● **THE REQUEST**
Copy out the rows below word for word, starting at the line with "Pick out the van wheel" and continuing up to and including the line with "x=259, y=265".
------------
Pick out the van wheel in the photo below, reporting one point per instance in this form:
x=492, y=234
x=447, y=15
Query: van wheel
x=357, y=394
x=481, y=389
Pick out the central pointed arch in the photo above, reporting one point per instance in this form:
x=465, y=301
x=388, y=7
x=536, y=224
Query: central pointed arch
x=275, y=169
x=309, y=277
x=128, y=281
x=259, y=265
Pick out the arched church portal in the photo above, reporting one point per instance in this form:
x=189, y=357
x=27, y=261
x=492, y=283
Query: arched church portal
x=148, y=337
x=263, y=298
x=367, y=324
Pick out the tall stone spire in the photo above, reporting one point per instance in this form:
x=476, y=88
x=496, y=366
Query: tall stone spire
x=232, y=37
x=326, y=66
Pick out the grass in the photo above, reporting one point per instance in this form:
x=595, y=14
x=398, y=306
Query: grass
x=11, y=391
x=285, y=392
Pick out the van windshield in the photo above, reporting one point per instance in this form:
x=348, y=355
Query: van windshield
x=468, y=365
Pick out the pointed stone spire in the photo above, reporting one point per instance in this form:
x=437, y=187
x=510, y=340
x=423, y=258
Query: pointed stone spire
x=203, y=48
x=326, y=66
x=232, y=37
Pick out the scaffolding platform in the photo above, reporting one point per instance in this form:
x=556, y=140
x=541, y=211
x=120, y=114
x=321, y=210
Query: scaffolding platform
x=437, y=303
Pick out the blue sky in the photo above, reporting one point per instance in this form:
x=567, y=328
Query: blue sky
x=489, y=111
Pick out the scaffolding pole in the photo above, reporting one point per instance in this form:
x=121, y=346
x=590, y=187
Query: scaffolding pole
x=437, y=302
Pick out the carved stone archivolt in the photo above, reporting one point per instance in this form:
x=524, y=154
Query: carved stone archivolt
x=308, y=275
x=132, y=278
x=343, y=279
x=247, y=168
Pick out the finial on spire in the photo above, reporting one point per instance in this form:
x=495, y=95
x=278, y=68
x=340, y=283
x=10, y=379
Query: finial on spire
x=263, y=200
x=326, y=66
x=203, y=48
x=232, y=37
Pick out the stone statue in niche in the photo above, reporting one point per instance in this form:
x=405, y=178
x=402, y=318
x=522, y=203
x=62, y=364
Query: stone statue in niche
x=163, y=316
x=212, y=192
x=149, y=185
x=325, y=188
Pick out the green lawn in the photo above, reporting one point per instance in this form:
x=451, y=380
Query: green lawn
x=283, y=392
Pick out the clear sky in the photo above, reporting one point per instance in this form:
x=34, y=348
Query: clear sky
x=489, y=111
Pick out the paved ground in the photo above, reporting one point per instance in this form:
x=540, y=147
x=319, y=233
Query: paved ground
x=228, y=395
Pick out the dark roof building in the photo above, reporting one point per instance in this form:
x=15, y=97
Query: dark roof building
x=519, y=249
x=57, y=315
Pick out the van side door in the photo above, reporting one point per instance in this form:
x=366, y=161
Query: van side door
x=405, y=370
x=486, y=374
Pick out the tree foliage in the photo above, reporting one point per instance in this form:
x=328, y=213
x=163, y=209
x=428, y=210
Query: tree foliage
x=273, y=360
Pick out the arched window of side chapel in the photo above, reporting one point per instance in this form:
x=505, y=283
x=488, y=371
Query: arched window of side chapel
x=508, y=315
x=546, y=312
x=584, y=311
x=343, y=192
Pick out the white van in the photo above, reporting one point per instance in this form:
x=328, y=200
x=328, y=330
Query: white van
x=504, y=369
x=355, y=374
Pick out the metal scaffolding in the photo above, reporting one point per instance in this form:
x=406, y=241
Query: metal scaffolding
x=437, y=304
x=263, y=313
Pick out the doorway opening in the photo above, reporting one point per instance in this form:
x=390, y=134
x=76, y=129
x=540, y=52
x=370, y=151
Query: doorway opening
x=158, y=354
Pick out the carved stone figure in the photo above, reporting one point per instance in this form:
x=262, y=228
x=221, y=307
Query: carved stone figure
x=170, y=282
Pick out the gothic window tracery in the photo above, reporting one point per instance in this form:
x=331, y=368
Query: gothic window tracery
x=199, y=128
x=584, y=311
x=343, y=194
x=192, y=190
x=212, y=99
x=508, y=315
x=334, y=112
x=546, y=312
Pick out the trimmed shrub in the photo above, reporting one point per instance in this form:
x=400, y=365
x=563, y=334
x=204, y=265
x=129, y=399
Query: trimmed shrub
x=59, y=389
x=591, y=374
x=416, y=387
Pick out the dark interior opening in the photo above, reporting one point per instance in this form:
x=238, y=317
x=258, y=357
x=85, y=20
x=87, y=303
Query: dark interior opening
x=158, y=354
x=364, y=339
------------
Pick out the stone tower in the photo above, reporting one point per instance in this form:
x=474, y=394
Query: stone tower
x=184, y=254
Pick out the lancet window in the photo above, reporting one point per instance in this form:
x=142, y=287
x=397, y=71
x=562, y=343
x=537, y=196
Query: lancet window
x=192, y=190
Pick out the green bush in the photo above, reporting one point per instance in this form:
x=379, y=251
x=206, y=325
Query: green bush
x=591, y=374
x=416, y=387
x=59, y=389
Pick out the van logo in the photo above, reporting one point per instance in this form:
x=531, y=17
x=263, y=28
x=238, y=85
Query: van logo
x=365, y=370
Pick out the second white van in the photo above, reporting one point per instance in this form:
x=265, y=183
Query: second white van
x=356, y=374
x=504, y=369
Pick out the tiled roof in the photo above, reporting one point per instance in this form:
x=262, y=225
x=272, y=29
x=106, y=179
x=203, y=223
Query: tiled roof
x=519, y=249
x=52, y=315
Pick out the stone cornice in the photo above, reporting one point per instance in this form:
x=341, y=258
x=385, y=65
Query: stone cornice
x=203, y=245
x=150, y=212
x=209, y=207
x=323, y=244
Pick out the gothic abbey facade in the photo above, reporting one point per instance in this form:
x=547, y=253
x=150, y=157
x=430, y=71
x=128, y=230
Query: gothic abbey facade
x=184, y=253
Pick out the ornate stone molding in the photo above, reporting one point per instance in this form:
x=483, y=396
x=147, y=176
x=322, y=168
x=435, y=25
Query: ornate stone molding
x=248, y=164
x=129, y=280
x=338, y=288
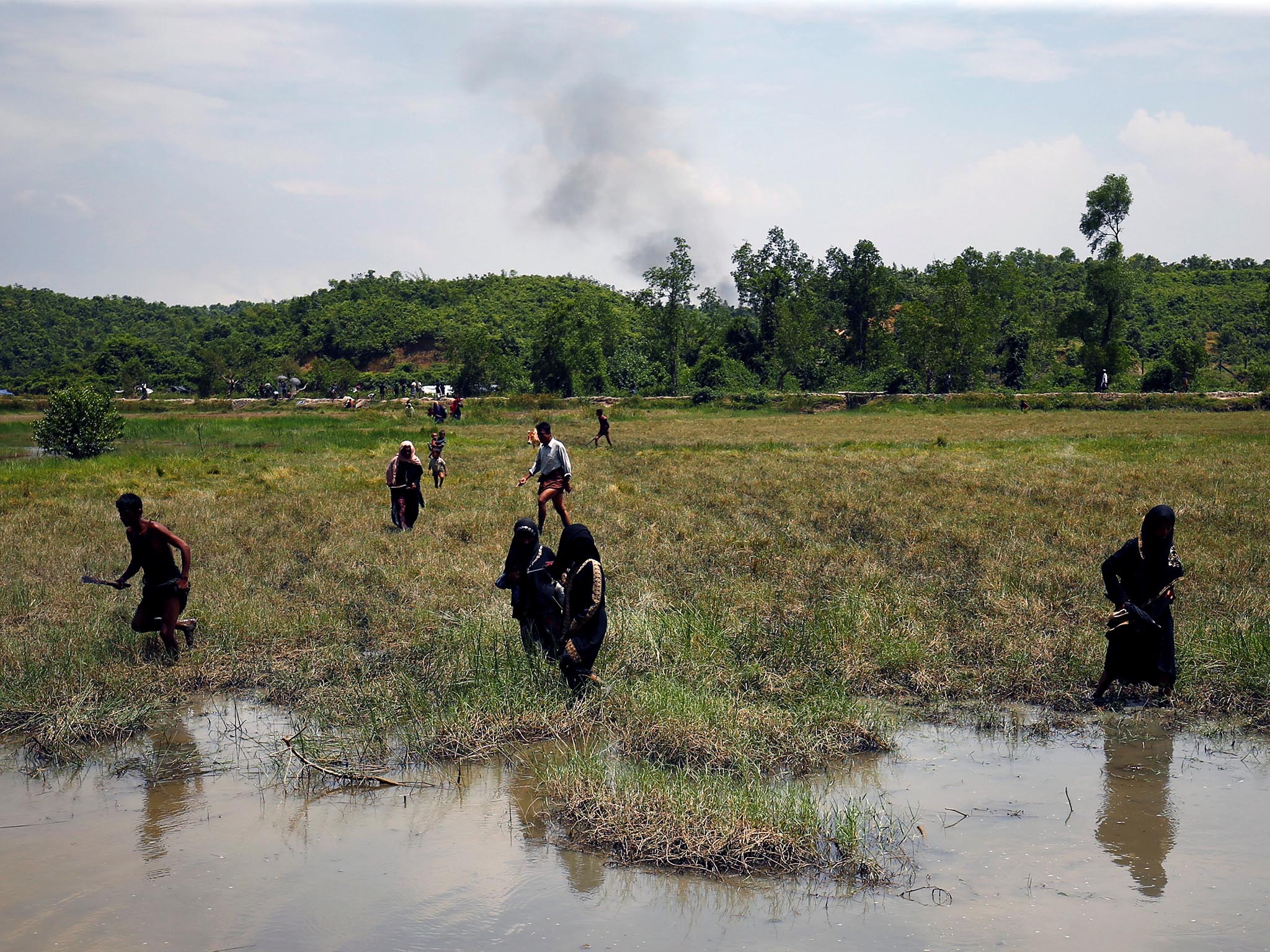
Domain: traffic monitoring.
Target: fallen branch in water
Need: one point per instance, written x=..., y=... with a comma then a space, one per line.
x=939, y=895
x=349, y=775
------------
● **ANSWER**
Pick out the van wheel in the photo below, reporting one point per instance in this form:
x=492, y=234
x=447, y=15
Query: van wheel
x=357, y=394
x=481, y=389
Pick out the central pointed arch in the photo above, reporting one point per instance in this form:
x=465, y=301
x=388, y=7
x=536, y=224
Query: central pointed arch
x=275, y=169
x=309, y=277
x=128, y=281
x=259, y=265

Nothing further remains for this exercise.